Everything from the line holding "Exercise. Tag every instance of the side" through the last line of the listing needs to be repeated exactly, with no other lines.

BEGIN GIVEN INFORMATION

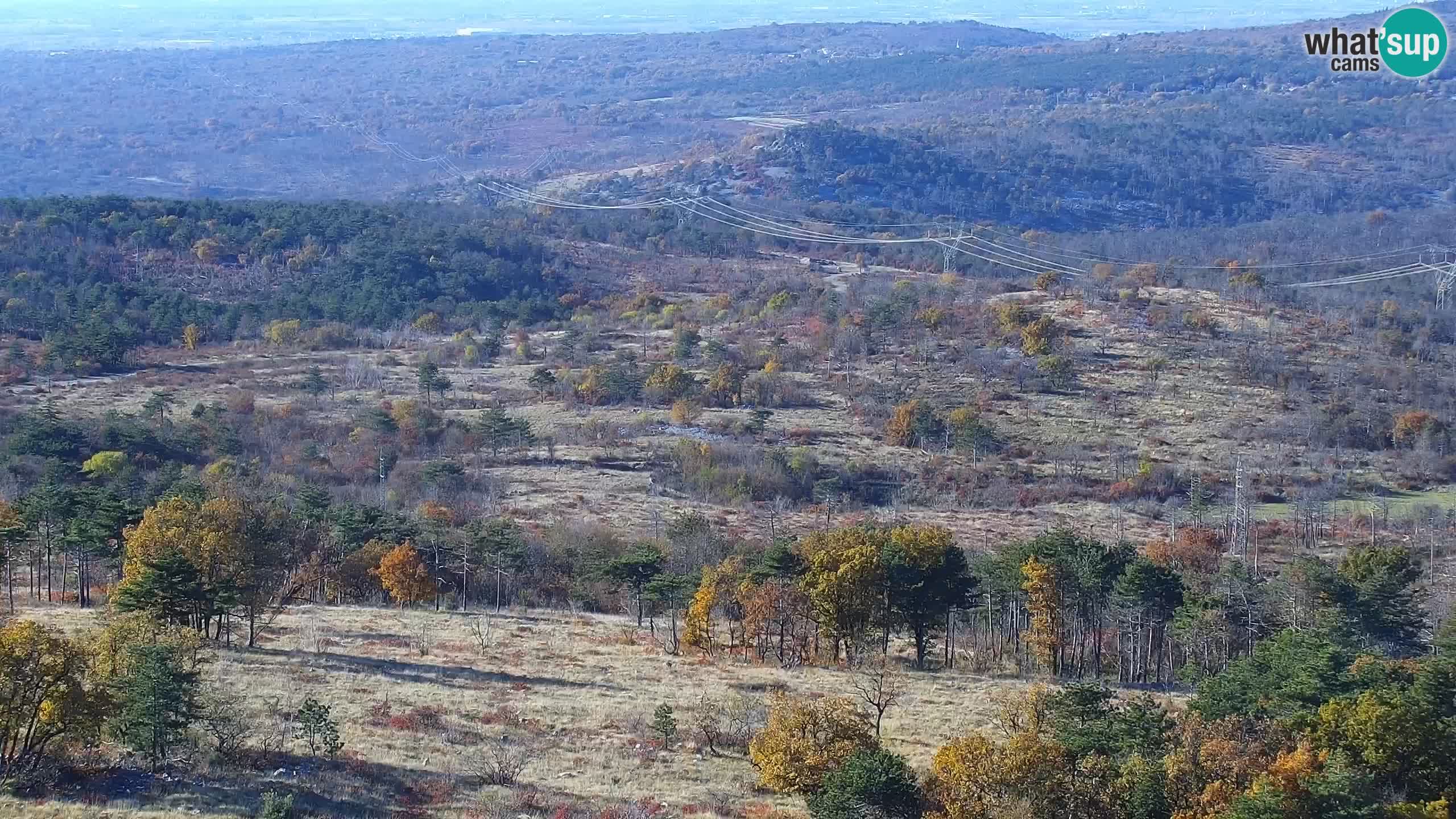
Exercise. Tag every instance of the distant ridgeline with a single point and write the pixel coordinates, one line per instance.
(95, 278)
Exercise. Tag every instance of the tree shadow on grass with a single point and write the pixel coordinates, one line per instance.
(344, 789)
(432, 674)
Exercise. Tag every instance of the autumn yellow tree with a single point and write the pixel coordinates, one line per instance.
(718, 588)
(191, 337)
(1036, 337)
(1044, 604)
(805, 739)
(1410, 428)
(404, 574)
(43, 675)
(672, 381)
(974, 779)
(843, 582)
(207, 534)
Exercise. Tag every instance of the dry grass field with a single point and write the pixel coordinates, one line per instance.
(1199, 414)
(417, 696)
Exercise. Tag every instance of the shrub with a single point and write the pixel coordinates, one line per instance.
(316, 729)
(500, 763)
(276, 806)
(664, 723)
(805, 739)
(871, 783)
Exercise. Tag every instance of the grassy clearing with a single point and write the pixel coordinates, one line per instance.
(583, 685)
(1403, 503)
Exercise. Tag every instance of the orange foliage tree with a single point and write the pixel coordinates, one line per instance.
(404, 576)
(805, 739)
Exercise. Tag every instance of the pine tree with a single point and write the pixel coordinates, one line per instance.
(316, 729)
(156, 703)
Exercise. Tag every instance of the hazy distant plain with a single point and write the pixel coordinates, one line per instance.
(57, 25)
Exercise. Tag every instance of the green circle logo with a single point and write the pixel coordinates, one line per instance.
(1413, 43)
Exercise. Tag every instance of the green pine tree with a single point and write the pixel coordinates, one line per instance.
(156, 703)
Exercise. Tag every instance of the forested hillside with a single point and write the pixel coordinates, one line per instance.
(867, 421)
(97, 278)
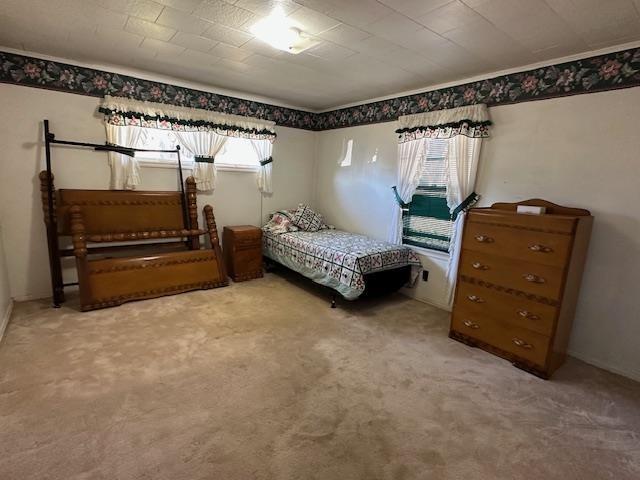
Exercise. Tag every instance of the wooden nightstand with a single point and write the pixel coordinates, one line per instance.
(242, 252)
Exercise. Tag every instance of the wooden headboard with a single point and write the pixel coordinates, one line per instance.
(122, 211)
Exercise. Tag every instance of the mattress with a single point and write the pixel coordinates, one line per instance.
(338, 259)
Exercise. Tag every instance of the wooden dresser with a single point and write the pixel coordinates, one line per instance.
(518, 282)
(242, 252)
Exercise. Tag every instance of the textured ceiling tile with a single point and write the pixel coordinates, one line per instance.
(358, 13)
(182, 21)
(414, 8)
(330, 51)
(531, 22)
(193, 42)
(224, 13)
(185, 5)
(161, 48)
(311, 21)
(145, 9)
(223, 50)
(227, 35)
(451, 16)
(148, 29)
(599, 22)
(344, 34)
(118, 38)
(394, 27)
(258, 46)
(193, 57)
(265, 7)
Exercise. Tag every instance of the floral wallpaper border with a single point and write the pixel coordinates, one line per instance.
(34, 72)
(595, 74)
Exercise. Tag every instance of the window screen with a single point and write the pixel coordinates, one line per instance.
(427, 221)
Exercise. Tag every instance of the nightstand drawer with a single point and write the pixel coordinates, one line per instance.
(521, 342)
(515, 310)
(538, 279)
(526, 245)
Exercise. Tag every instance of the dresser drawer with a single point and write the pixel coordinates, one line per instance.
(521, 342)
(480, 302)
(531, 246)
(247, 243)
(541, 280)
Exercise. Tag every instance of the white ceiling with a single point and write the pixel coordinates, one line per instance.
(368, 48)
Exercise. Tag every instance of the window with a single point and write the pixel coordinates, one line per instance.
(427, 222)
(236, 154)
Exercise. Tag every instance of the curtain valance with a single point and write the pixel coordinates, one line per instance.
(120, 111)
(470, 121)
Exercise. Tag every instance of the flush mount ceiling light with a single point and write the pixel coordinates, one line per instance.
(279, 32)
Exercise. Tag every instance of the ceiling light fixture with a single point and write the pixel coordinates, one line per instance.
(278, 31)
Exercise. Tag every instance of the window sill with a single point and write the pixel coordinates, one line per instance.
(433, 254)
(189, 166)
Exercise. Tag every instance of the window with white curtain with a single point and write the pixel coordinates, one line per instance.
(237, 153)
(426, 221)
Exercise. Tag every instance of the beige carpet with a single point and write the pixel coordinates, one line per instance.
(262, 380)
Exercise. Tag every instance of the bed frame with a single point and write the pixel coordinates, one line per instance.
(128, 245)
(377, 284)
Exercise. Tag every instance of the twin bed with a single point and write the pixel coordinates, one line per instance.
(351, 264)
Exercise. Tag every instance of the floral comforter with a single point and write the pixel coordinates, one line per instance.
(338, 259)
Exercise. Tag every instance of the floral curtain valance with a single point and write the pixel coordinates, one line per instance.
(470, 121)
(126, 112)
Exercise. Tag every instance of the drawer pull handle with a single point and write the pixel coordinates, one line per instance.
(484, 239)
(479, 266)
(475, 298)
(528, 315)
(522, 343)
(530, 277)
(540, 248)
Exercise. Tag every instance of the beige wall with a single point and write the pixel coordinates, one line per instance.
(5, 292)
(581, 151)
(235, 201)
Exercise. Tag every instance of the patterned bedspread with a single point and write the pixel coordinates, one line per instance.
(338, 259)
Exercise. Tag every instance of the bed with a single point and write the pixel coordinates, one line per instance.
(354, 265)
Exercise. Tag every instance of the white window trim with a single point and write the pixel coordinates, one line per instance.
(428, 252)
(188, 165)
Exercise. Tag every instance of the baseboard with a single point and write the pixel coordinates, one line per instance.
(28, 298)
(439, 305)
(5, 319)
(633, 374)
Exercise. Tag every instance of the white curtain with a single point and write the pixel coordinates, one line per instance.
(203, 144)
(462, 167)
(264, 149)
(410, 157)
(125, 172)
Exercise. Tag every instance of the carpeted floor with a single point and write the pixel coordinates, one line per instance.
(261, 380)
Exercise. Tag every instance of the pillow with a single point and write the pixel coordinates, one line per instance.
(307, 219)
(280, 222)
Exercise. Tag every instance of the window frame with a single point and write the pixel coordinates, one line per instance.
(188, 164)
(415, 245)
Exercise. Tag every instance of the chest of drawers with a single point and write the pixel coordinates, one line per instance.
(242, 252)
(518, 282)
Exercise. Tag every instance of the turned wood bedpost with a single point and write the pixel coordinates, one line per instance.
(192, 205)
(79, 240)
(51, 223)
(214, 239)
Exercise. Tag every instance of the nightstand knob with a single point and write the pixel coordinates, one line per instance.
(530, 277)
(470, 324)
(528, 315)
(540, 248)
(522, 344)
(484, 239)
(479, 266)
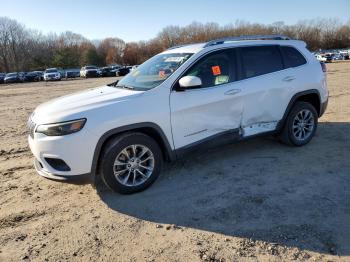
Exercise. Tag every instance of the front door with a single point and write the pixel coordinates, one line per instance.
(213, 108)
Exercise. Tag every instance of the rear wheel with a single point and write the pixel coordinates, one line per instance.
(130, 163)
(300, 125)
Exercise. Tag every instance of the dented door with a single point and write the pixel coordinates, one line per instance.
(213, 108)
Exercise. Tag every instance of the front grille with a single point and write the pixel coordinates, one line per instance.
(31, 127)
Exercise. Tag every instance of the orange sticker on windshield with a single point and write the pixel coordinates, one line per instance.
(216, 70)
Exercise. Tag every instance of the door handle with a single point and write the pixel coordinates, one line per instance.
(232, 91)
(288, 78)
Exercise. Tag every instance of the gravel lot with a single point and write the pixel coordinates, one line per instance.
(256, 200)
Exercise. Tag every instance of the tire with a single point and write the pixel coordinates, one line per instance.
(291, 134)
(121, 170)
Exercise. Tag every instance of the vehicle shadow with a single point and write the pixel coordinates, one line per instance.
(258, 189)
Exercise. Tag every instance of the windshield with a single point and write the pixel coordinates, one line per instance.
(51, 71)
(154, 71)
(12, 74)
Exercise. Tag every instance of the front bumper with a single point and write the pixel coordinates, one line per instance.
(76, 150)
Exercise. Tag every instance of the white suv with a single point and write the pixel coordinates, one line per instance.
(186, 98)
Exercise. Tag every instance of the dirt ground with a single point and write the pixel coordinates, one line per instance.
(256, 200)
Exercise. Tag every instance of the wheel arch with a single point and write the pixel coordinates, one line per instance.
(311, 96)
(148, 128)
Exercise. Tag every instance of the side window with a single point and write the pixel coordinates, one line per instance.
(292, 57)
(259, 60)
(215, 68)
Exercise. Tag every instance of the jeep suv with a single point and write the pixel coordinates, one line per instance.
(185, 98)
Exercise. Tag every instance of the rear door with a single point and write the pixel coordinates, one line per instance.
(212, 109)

END GIVEN INFORMATION

*ANSWER BOX*.
Exercise. Tag every instance of the side window with a single point and write the pixel coordinates, one line per instance.
(292, 57)
(259, 60)
(215, 68)
Exercise. Tag every instance of the jeep suv with a single point and write the pixel coordinates, one line per instance.
(185, 98)
Exercise. Tag every instance of the rear door with a single point and write the pixel coordinates, one line per instance.
(212, 109)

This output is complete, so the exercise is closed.